[EXTRACTED RECORDS]:
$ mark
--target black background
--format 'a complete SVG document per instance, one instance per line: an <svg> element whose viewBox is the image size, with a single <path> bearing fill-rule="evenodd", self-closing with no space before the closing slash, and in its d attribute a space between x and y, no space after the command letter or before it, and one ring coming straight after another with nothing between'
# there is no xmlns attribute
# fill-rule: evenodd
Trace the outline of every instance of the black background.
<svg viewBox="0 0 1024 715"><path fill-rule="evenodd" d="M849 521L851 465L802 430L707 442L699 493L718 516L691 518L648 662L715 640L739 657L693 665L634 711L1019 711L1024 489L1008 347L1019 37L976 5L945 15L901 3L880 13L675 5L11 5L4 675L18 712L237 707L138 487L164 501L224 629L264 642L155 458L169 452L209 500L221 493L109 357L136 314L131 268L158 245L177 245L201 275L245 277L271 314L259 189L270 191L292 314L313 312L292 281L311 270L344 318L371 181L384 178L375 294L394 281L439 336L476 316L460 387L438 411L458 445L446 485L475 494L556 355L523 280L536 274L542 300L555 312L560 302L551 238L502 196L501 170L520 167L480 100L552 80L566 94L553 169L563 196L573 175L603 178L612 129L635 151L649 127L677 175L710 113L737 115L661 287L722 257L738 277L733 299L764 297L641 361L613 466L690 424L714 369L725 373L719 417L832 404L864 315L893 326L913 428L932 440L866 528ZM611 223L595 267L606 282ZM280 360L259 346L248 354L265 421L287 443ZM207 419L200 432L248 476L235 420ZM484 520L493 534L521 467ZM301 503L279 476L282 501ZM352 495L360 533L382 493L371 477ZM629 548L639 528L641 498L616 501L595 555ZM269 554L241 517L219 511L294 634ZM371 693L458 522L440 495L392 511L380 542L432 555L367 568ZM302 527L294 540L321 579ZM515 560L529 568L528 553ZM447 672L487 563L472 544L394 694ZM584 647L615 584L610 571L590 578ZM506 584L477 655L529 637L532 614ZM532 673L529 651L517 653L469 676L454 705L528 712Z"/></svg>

[WHAT TO DO]: Transcribe exactly, and only, the lines from the one with "# there is no xmlns attribute" through the last line of the data.

[ANSWER FOR THIS EXERCISE]:
# there is no xmlns attribute
# fill-rule: evenodd
Trace the outline of every instance of the black background.
<svg viewBox="0 0 1024 715"><path fill-rule="evenodd" d="M849 521L851 465L802 430L707 442L699 493L718 516L691 518L648 662L715 640L739 657L693 665L634 711L1019 711L1024 489L1008 347L1019 37L976 5L945 15L901 3L880 13L675 5L11 5L4 675L18 712L237 707L138 487L164 501L224 629L264 642L155 458L169 452L209 500L221 493L109 357L136 314L131 268L158 245L177 245L201 275L245 277L271 314L259 189L270 191L292 314L313 312L292 281L311 270L344 318L371 181L384 178L375 294L394 281L439 336L476 316L460 387L438 411L458 445L446 485L475 494L556 355L523 280L536 274L542 300L555 312L560 302L551 238L502 196L501 170L520 167L480 100L552 80L566 94L553 169L563 196L573 175L603 178L612 129L635 151L649 127L677 175L710 113L737 115L661 287L722 257L738 277L733 299L764 297L641 361L613 466L690 424L714 369L725 373L719 417L832 404L864 315L893 326L913 428L932 440L866 528ZM611 223L595 267L606 282ZM280 360L259 346L248 354L265 421L287 443ZM207 419L200 432L248 476L235 420ZM484 520L493 534L521 467ZM301 503L279 476L282 501ZM352 495L360 533L382 493L371 477ZM629 548L639 528L641 498L616 501L595 555ZM269 554L241 517L219 511L294 634ZM371 693L458 522L440 495L392 511L380 542L432 555L367 568ZM302 527L294 540L321 579ZM515 560L529 568L528 553ZM447 672L487 563L472 544L394 694ZM584 647L615 584L610 571L590 578ZM506 584L477 655L529 637L532 614ZM532 673L529 651L517 653L469 676L454 705L528 712Z"/></svg>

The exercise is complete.